De qualquer maneira, era um caixa 2.

João Carlos Martins

Era um caixa 2, mas com tudo documentado.

ISTOÉ

O seu nome foi para a lama.

João Carlos Martins

Foi para a lama. Por sorte eu assinei para receber e assinei para pagar. Ganhei no Supremo, mas o mal já tinha sido feito. Moral da história: ganhei no criminal, mas vou ter de administrar isso até o dia da minha morte. Na alma. E isso me machuca todo santo dia.

ISTOÉ

Como isso afetou sua carreira?

João Carlos Martins

Voltei estigmatizado para a música. No Brasil, a crítica dizia que eu não tocava bem. Mas a crítica nos Estados Unidos e na Europa me colocava lá em cima.

ISTOÉ

E como é hoje o seu relacionamento com Maluf?

João Carlos Martins

Cada um seguiu o seu caminho. Vi o Maluf três vezes. Em dois velórios e em um casamento. A única mágoa é que, quando ele era prefeito e eu queria me apresentar de novo, liguei para o Konder (o então secretário de Cultura Rodolfo Konder) e para a secretária do Maluf, dizendo que queria fazer a minha volta no Teatro Municipal. Nem atenderam o telefone. Meu retorno acabou sendo no Carnegie Hall. Foi sorte até. Em vez de voltar em São Paulo, voltei em Nova York.

### LINHAS APRESENTADAS
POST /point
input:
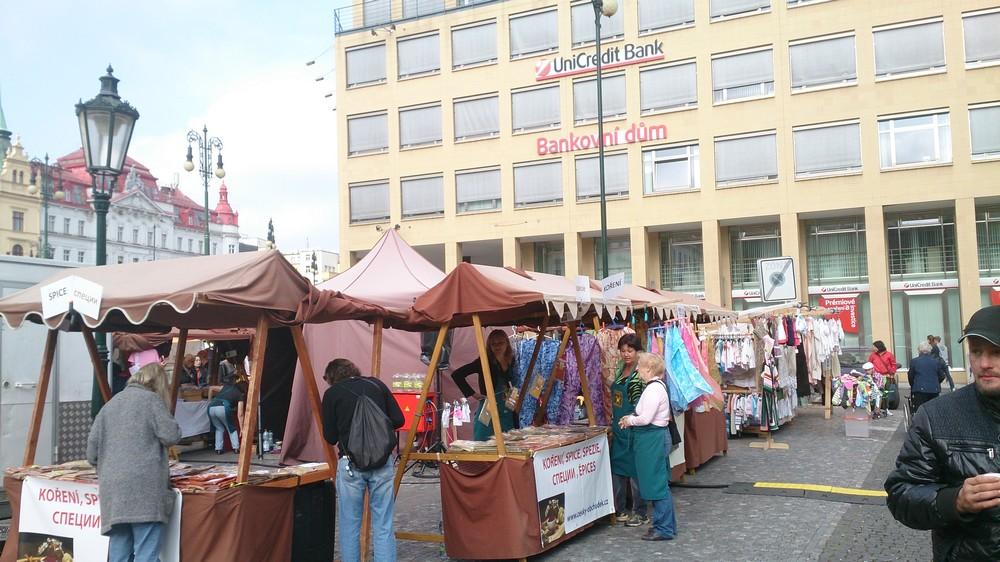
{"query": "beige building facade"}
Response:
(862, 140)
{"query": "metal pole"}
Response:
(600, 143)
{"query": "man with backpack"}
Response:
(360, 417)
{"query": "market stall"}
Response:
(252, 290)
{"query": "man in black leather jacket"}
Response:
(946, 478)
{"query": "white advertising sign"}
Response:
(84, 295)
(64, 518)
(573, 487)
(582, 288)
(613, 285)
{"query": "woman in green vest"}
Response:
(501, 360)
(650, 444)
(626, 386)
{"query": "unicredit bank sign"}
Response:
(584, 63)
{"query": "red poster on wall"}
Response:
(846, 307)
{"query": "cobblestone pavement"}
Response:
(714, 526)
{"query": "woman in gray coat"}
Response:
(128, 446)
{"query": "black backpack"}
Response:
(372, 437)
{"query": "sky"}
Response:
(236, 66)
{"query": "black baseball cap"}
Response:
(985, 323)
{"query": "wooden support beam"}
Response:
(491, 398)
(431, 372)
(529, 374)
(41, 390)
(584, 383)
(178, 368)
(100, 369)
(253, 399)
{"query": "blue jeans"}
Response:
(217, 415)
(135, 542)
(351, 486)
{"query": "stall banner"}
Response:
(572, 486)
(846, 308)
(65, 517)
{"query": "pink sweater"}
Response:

### TRABALHO SOLICITADO
Reproduza o trecho da entrevista com João Carlos Martins que vai de "Foi para a lama. Por" até "relacionamento com Maluf?", alterando "Europa" para "Ásia".

### RESOLUÇÃO DA TAREFA
Foi para a lama. Por sorte eu assinei para receber e assinei para pagar. Ganhei no Supremo, mas o mal já tinha sido feito. Moral da história: ganhei no criminal, mas vou ter de administrar isso até o dia da minha morte. Na alma. E isso me machuca todo santo dia.

ISTOÉ

Como isso afetou sua carreira?

João Carlos Martins

Voltei estigmatizado para a música. No Brasil, a crítica dizia que eu não tocava bem. Mas a crítica nos Estados Unidos e na Ásia me colocava lá em cima.

ISTOÉ

E como é hoje o seu relacionamento com Maluf?